__TEXT SEGMENT__.
____

# Epson 8350 / Onkyo HTS5400 - No Sound



## rdl80 (Jan 26, 2012)

Hello,

This seems like a great forum! I've been reading for a while, but never posted until now.

I have an Epson 8350 projector and Onkyo HTS5400 7.1 surround sound system. 

I used the Audyssey device and all of the speakers seem to work during the test.

I have a Comcast HD cable box hooked up with the HDMI cord and "cable in" plugged in. I get a picture on the screen, but no sound.

I'm not the most technical, but do have the red, green, blue wires in the back of the projector plugged in. I'm not exactly sure where to plug them into the receiver however. 

Any help would be appreciated. 

Thank you,

Rick


----------



## Anthony (Oct 5, 2006)

Hi there,
We need a bit more information as to how everything is hooked up.

You say the cable box is hooked up with HDMI. Is that to the projector only or does it go to the Onkyo box first and then another HDMI to the projector?

This should help with the troubleshooting a bit. 

Welcome to the Shack!


----------



## rdl80 (Jan 26, 2012)

Thanks for the reply!

I figured it out last night. I was trying to use video cables (oops), which obviously didn't work. Got some optical out cables and it worked great!

The basement is coming along well.... just need to build the wet bar now!

-Rick


----------

____

__EXERCISE DIRECTIONS__.
Copy word for word the part of the Epson and Onkyo sound thread above, starting with "Thanks for the" and going on through "it worked great!".

__GIVEN MATERIAL__.
____

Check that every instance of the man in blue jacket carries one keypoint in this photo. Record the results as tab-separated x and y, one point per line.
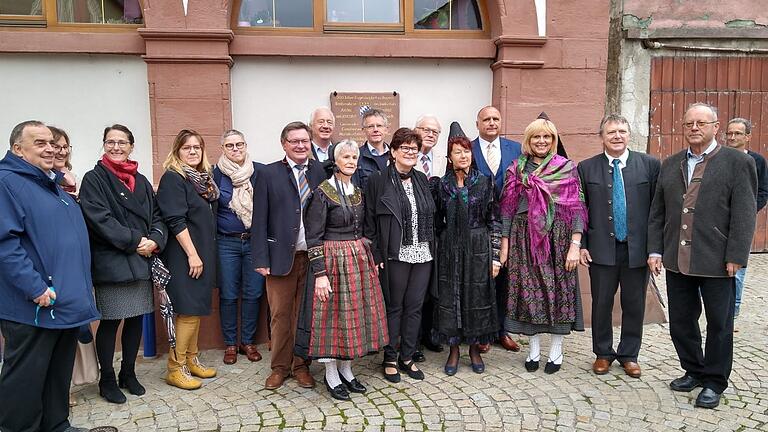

____

__EXERCISE OUTPUT__.
Thanks for the reply!

I figured it out last night. I was trying to use video cables (oops), which obviously didn't work. Got some optical out cables and it worked great!